To do: Pull out every line of the items below that holds the word "player", and copy each one in full.

Entries:

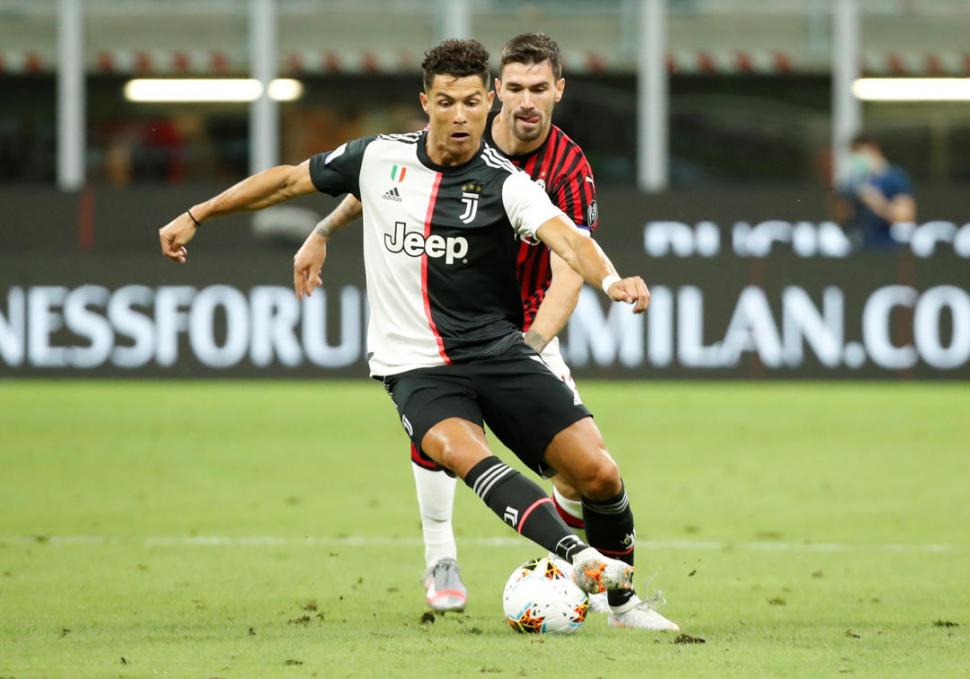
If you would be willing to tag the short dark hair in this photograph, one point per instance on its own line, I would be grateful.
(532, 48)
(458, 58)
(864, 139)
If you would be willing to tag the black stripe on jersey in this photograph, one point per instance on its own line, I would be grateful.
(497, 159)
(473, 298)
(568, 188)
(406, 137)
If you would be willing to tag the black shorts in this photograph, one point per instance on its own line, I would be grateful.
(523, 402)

---

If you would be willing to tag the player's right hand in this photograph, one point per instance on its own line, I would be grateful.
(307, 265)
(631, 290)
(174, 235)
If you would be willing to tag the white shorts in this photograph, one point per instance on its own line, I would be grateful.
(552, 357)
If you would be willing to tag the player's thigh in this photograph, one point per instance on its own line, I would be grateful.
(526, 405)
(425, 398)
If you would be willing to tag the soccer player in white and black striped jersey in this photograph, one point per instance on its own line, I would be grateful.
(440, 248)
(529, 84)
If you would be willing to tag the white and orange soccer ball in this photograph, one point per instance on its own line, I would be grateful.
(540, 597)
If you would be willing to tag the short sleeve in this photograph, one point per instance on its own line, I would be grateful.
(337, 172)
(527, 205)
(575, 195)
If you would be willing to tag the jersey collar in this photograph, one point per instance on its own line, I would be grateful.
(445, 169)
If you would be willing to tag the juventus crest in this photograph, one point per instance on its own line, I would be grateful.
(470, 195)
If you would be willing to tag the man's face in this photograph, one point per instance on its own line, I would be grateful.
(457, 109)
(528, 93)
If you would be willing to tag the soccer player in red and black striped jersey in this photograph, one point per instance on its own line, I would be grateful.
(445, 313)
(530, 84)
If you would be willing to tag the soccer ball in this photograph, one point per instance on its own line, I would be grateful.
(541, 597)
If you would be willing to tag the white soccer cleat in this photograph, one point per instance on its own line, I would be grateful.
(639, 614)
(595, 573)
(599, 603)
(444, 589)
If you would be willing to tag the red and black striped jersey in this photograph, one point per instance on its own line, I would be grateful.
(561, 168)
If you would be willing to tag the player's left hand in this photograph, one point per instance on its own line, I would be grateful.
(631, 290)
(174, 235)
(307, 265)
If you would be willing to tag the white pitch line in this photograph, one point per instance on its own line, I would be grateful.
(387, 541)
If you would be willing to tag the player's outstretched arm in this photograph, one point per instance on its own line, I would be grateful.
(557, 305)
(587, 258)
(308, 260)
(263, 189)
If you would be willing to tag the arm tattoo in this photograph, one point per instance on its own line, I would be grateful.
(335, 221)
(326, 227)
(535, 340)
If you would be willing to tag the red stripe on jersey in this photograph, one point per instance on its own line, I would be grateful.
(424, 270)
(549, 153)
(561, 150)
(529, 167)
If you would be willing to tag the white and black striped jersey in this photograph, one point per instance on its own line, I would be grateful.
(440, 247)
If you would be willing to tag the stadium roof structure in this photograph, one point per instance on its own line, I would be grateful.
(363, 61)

Correct response:
If you would be willing to tag the player's right hand in this photograph, one point per instance on its own line, I would be grateful.
If you would be willing to tag the player's thigh in this photograph, one point per instance on its own line, I would be grateful.
If you would be willing to tag the soccer player in white and black striped jersey in this photograph, one point per instance on its own line, I would be grateful.
If you would be willing to tag the soccer player in red and black striped jersey in this photograph, one point per instance on its own line, I would be grateful.
If you would be willing to tag the player's left hand in this photograph, one point per instance on its own line, I would be grateful.
If you would be willing to tag the player's outstretched arm in this photograph, one point per instance on its own line, I would be grateful.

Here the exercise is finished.